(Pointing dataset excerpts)
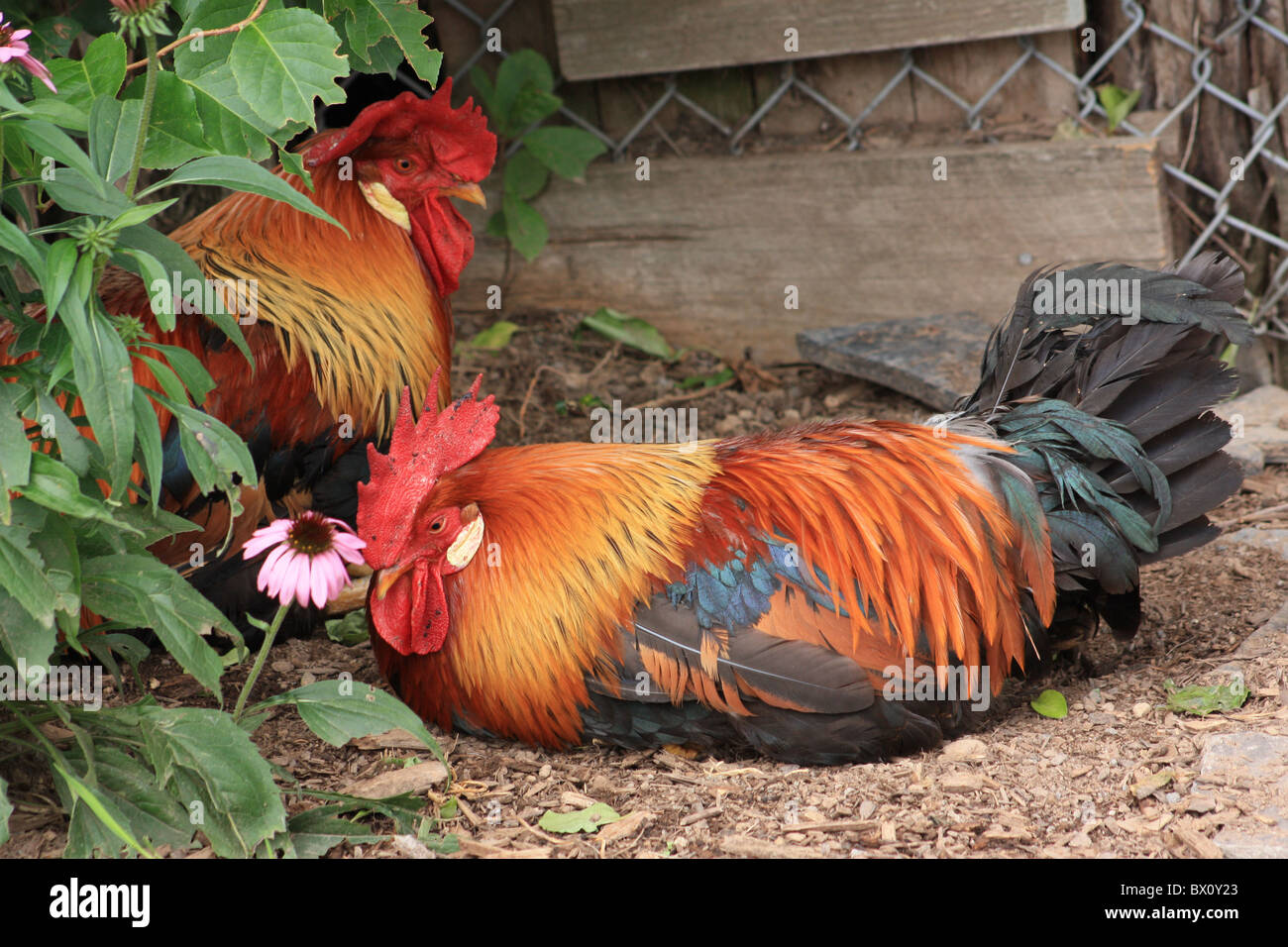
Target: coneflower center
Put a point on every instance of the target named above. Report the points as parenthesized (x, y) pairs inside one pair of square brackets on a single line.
[(310, 534)]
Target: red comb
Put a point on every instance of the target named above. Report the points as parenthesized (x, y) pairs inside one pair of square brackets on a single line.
[(458, 137), (420, 453)]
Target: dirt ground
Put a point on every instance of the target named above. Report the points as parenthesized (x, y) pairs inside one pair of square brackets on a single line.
[(1021, 785)]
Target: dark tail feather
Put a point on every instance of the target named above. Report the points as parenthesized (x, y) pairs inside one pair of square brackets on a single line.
[(1111, 419)]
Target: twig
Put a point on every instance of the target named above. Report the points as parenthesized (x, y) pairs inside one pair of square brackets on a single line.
[(189, 38), (687, 395), (1216, 239), (527, 395)]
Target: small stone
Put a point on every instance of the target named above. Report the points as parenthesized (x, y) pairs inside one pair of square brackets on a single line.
[(961, 783), (965, 749)]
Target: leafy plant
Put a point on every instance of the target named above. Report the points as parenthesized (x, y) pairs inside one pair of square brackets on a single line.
[(520, 98), (80, 446)]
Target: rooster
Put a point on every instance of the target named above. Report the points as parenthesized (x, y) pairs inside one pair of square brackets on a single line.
[(811, 592), (340, 324)]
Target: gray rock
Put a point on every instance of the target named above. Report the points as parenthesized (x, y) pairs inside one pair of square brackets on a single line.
[(1263, 758), (1252, 459)]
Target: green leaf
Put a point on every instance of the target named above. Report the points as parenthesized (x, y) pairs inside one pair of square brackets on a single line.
[(524, 227), (349, 629), (138, 213), (494, 337), (5, 810), (230, 124), (531, 106), (59, 265), (485, 90), (283, 60), (1201, 701), (241, 174), (22, 575), (104, 377), (114, 133), (73, 447), (524, 175), (317, 831), (129, 787), (50, 141), (102, 809), (99, 72), (1117, 102), (343, 710), (588, 819), (149, 432), (140, 590), (523, 69), (370, 22), (629, 330), (54, 486), (174, 127), (565, 151), (1051, 703), (202, 757), (31, 253), (84, 195)]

> Prompt
Format every line of the material above as a numbered list, omitting blank lines and the pictures.

> Correct answer
1. Target: coneflower center
2. Put a point on every instance of the target named above. Report the points as parenthesized (x, y) pairs inside one pair of square brackets on a single line.
3. [(310, 534)]
4. Target: red comb
5. Put a point on every instance of the target named above. Report the points as parenthesized (x, y) pairs inside one pair of square brackets on a single line.
6. [(458, 137), (420, 453)]
7. Target: dirt ground
8. Put a point on every instance of the target named above. Report the points as parenthesized (x, y) pairs inside one pair of square brackets on a single line.
9. [(1021, 785)]
10. Target: dark tail feather
11. Put a point on every instance of the target named above. Report the points as parenthesized (x, y) pairs inside one pair of square brackets on a single line.
12. [(1111, 419)]
13. Target: twig
14. Put a point on every instance of the target named above. Report the points as parenthesized (x, y) pairs inside one pair of square brackets on a single line.
15. [(189, 38), (687, 395), (1216, 239), (527, 395)]
16. Target: small stone
17. Put a point on every instance of the target named above. Report the points as parenthesized (x, y) pairs inside one pair of square brackets on a single line.
18. [(961, 783), (965, 749)]
19. Target: leafy plant
20. Put a point on every instance of the target named above. Report the points as parenthesized (x, y) pairs inside one pair of square brackets on a single line.
21. [(520, 98), (80, 446)]
22. Target: rooster
23. Put a point on every instance of the target named above. Report the points as parenthesized (x, y) pairs inside one pair of square brackets on a single line.
24. [(811, 592), (340, 324)]
25. Target: gray rock
26. Put a point on every instance of the target named above. Report the points as parenthesized (x, y) pairs inside one pair of square brackets on a single line.
27. [(1263, 758), (1252, 459)]
28. Target: green leaf
29. Put a point on every instance of the target named above. Report the points as parenthesized (x, y) pairs inside one pair of square brackets on a single line.
30. [(524, 227), (349, 629), (138, 213), (494, 337), (5, 810), (230, 124), (531, 106), (59, 265), (485, 90), (283, 60), (1201, 701), (241, 174), (22, 575), (104, 377), (114, 133), (73, 447), (524, 175), (317, 831), (129, 787), (50, 141), (102, 809), (99, 72), (1117, 102), (343, 710), (588, 819), (149, 432), (140, 590), (523, 69), (370, 22), (629, 330), (54, 486), (174, 127), (565, 151), (1051, 703), (202, 757), (31, 253), (84, 195)]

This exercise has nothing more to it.